_DOCUMENT_:
1830 arrived sooner than anticipated. We were supposed to be at Frank's and Marion's, quickly got ready and were there just a few minutes later for a super delicious meal. They had grilled pieces of entrecote, purchased terrific sauces, had a wonderful salad, fresh bread and, as dessert, tiramisu. It seems all three families are trying to outdo each other in terms of quality of cooking, variety, etc. We felt very spoiled.

Again, it was a late night as we sat with Waltraut and Guenter at their house till about 0100.

August 28, 2006, Monday

We had a relatively early breakfast. Susanne and Johanna came before Susanne had to start work, to say good-bye. Johanna stayed with us. Then Hannes came and a little later Marion and Marie. Frank had left quite a while ago to go to work in Hamburg, a good 90 minute drive in heavy traffic. They hope to fix up their apartment in the building where their company is located so that they can stay in Hamburg for a few days during the week once Marion goes back to work to the office rather than working from home which she has been doing since Marie was born. We chatted for a while, made a few phone calls (to Dockwise, to Hans Nordmann's office, etc.). Guenter and Waltraut drove us to Cuxhaven, an about 30 - 45 minute drive. We dropped off all the things we had packed. Then we ran some other chores before food shopping. We had lunch at the Cuxhaven yacht club, overlooking the harbor. The food was simple but fresh and good, the wine tasted delicious. Guenter and Juergen enjoyed their beer. We said good-bye to Guenter and Waltraut after our food shopping, loaded everything into a cart and from there onto the boat. It began to rain again.

We started to do navigation, read up on some things and were mentally getting ready for the beginning of our "return trip" to LaRochelle with our first stop on the island of Norderney, the island, where Sigi and Antonia had met up with us as a surprise last year when we arrived after our transatlantic voyage.

_WHAT YOU WILL DO_:
1 > Decide whether each statement agrees with the travel journal, answering yes or no and quoting the words that settle it: (a) Frank had gone to work in Hamburg before the others arrived that Monday morning. (b) The evening with Waltraut and Guenter ended around midnight. (c) Tiramisu was served as dessert at Frank's and Marion's.
2 > According to the travel journal, why do Frank and Marion hope to fix up the apartment in their company's building?
3 > Write the next part of the travel journal, picking up after its final sentence.
The entries further down this page have no connection to the travel journal.

_PROVIDED DATA_:
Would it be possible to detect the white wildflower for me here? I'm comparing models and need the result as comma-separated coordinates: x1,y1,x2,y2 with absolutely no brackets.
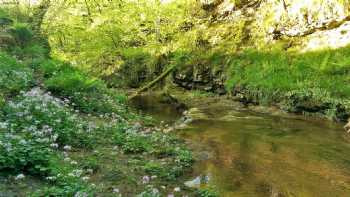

--

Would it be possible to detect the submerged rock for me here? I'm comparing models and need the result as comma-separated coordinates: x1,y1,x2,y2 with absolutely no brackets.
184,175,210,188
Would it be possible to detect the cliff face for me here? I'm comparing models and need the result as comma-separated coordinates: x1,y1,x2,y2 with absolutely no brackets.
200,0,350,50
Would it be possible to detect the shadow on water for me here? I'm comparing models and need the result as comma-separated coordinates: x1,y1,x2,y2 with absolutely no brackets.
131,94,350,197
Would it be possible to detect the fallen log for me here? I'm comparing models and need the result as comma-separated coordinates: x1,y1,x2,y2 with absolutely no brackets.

_OUTPUTS FOR THE TASKS_:
1 >
(a) Yes: "Frank had left quite a while ago to go to work in Hamburg"
(b) No: "we sat with Waltraut and Guenter at their house till about 0100"
(c) Yes: "as dessert, tiramisu"

2 > They want to be able to stay in Hamburg for a few days during the week. That will matter once Marion goes back to working at the office. Since Marie was born, she has been working from home.

3 >
Around 1800 Juergen tried to turn on our instruments. Nothing worked. He checked all the fuses, nothing. I quickly ran over to the harbor master to ask for a recommendation of an electrician. Someone promised to come either tonight still (though he wanted to finish whatever he was working on) or first thing in the morning. By 2100 we knew he was not to come that evening any more. Juergen checked the wiring diagram and saw the switch for the 12V system. He checked. It had been switched off accidentally when moving something around. Everything was fine!!! We were so glad though he felt embarrassed.

August 29, 2006, Tuesday

We left at 0700 in windy conditions, gray, rainy skies. The seas were short and steep, but the tide was with us down the river Elbe. While we had left about one hour after a few other boats had departed, we soon overtook them. Thank God for a strong engine. The wind was on the nose... the story of our life.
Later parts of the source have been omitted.